MillenniumPost
Opinion

With Bridget by my side

April 8 2001

27 years old (feel at least 100), 6st 10 (fashionably waif-like, but  so what) , alcohol units 0 (might hit the bottle yet), husband 1, corpse of stellar television career 1, dreadful new job 1, friends and family within running distance 0, unhappiness index (unquantifiable), new fictional friend one

Hello Bridget, welcome to my bleak new world. I discovered you in the attic of the man I married seven dreary months ago. He doesn’t like books so you belonged to someone else, probably another woman. I am glad she was here before me because she left you behind. You were my friend through the long frigid months of my first English winter, as I struggled daily to weather the bone-chilling blast of wind and rain they call a drizzle. You gave me a reason to smile on my dreary way to work on the outskirts of this grey Northern city. After reading your
Diary,
I bought the sequel, The Edge of Reason to keep me chuckling because the man I had married, so inexplicably changed, didn’t anymore.  The ‘Is skirt off sick?’ scene made me titter but my most uproarious laughs (and the most censorious glances from co-passengers) were reserved for the interview sequence with Colin Firth in Rome. And today, you lifted my spirits once again when I watched you and your heavenly leading men, Hugh Grant as Daniel Cleaver and Colin Firth as Mark Darcy, light up the screen in Bridget Jones’ Diary. So what if my husband glowered through it because no-one had been hacked to pieces with a blunt chainsaw, I enjoyed every feel-good moment of your first cinematic journey.  The funny thing is; this man scowling beside me had been my Mark Darcy, just seven short months ago, when he had taken me on a glorious adventure across a new c ountry and then, proposed marriage on one knee with a touching little speech. As it turned out he was no Darcy, nor a deliciously devilish Daniel Cleaver, just a common boor. I know you understand why I want a place in your world, Bridget; your life’s a lark compared to mine. I don’t struggle with weight or booze and nicotine addiction but your love life is almost tidy in comparison (at least, you didn’t marry your Love Rat).
========================
(Set task 1): List each line in the listing below that contains the string "point".

(Data for this exercise):
========================
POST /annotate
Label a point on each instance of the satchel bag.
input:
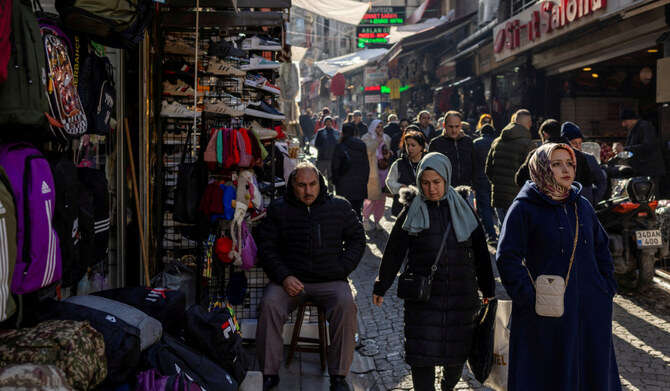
========================
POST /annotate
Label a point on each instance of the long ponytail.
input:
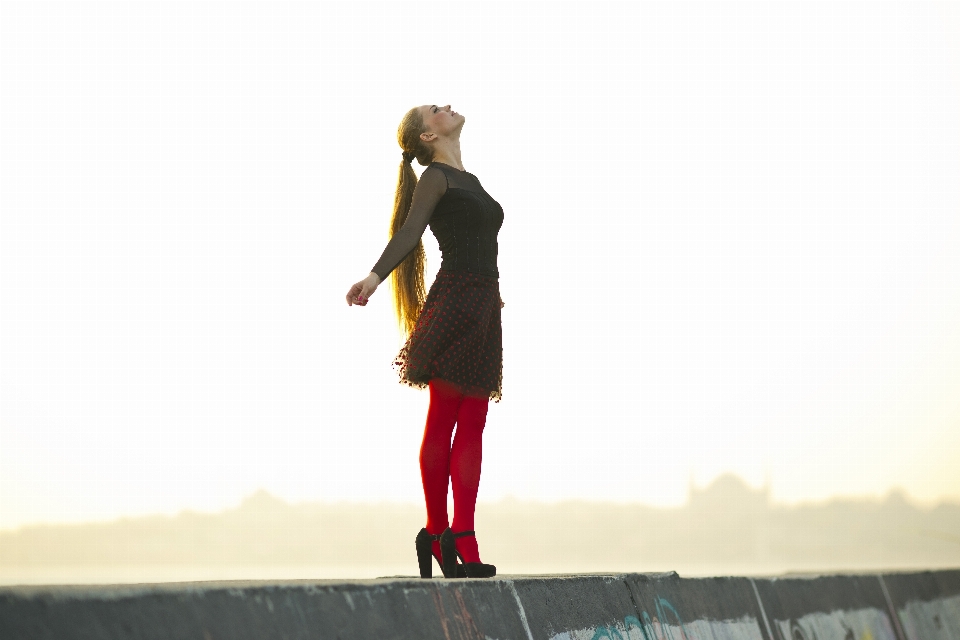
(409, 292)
========================
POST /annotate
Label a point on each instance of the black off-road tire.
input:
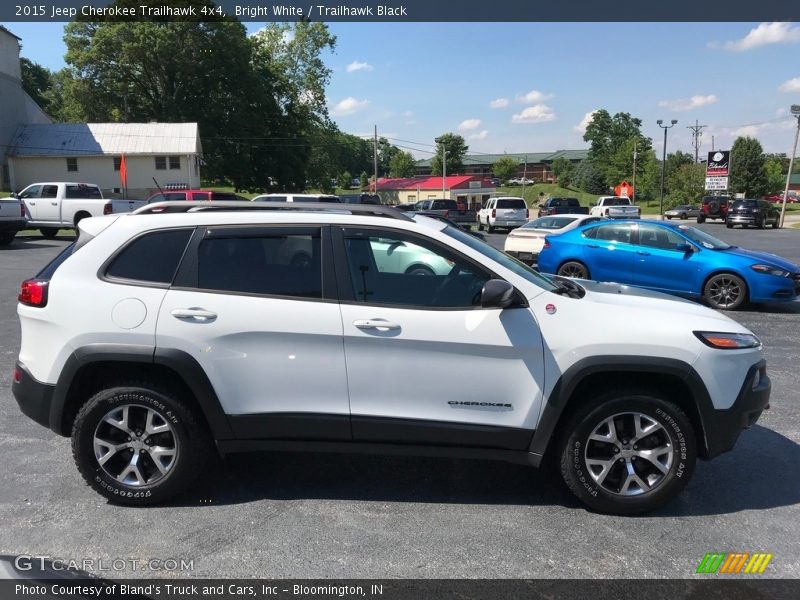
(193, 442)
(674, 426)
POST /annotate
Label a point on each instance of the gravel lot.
========================
(Set task 2): Reproduce the entire opinion piece from above, word for word.

(Full answer 1):
Label a point on each instance of the satchel bag.
Label a point on each instance of the long ponytail.
Label a point on each instance of the black off-road tire.
Label a point on each instance of the gravel lot.

(Full answer 2):
MillenniumPost
Opinion

With Bridget by my side

April 8 2001

27 years old (feel at least 100), 6st 10 (fashionably waif-like, but  so what) , alcohol units 0 (might hit the bottle yet), husband 1, corpse of stellar television career 1, dreadful new job 1, friends and family within running distance 0, unhappiness index (unquantifiable), new fictional friend one

Hello Bridget, welcome to my bleak new world. I discovered you in the attic of the man I married seven dreary months ago. He doesn’t like books so you belonged to someone else, probably another woman. I am glad she was here before me because she left you behind. You were my friend through the long frigid months of my first English winter, as I struggled daily to weather the bone-chilling blast of wind and rain they call a drizzle. You gave me a reason to smile on my dreary way to work on the outskirts of this grey Northern city. After reading your
Diary,
I bought the sequel, The Edge of Reason to keep me chuckling because the man I had married, so inexplicably changed, didn’t anymore.  The ‘Is skirt off sick?’ scene made me titter but my most uproarious laughs (and the most censorious glances from co-passengers) were reserved for the interview sequence with Colin Firth in Rome. And today, you lifted my spirits once again when I watched you and your heavenly leading men, Hugh Grant as Daniel Cleaver and Colin Firth as Mark Darcy, light up the screen in Bridget Jones’ Diary. So what if my husband glowered through it because no-one had been hacked to pieces with a blunt chainsaw, I enjoyed every feel-good moment of your first cinematic journey.  The funny thing is; this man scowling beside me had been my Mark Darcy, just seven short months ago, when he had taken me on a glorious adventure across a new c ountry and then, proposed marriage on one knee with a touching little speech. As it turned out he was no Darcy, nor a deliciously devilish Daniel Cleaver, just a common boor. I know you understand why I want a place in your world, Bridget; your life’s a lark compared to mine. I don’t struggle with weight or booze and nicotine addiction but your love life is almost tidy in comparison (at least, you didn’t marry your Love Rat).